What you are asked to do:
Search the entries for the word "horse". Copy every line that holds it.

Supplied entries:

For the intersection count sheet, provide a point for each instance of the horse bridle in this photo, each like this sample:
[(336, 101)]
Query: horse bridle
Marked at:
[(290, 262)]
* * *
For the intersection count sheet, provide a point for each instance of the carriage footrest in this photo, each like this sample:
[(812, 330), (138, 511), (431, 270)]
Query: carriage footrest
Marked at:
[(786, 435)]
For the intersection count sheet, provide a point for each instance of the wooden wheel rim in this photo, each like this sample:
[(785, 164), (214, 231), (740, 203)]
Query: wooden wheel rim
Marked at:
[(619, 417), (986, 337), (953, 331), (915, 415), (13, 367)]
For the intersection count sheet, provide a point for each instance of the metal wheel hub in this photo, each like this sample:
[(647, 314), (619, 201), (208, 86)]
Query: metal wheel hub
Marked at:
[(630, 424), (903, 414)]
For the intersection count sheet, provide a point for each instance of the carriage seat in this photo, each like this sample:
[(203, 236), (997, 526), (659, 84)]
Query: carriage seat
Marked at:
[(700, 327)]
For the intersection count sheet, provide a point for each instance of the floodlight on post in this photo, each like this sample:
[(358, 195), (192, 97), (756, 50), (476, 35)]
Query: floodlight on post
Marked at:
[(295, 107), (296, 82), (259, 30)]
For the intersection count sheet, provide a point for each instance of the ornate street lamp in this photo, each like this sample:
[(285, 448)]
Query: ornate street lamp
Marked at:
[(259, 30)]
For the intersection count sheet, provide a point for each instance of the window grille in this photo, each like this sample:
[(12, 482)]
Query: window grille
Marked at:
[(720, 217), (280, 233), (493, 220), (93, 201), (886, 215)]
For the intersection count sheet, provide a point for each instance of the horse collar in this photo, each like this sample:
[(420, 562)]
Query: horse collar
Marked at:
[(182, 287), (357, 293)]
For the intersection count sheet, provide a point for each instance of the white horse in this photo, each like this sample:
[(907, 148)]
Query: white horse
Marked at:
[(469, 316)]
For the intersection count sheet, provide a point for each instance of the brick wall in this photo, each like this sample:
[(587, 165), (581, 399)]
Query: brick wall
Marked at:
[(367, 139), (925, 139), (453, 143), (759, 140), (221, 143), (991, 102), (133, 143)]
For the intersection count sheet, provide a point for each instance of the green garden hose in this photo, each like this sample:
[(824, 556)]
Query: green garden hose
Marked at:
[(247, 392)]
...
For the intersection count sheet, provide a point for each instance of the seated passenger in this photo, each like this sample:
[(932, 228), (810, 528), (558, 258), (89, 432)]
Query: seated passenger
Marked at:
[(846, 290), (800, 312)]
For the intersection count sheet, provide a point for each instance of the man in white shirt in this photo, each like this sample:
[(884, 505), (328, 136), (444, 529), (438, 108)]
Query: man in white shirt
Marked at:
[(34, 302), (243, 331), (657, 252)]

The completed task:
For the intersection count sheet, provide a point for each instance of the horse bridle in this photo, each like this sample:
Query: horse bridle
For the intersection count sheet, provide a point for each instance of the horse collar in this photo, each like this sample:
Query: horse collar
For the intersection count sheet, provide a point for each instance of the white horse in this photo, each like this sample:
Query: white horse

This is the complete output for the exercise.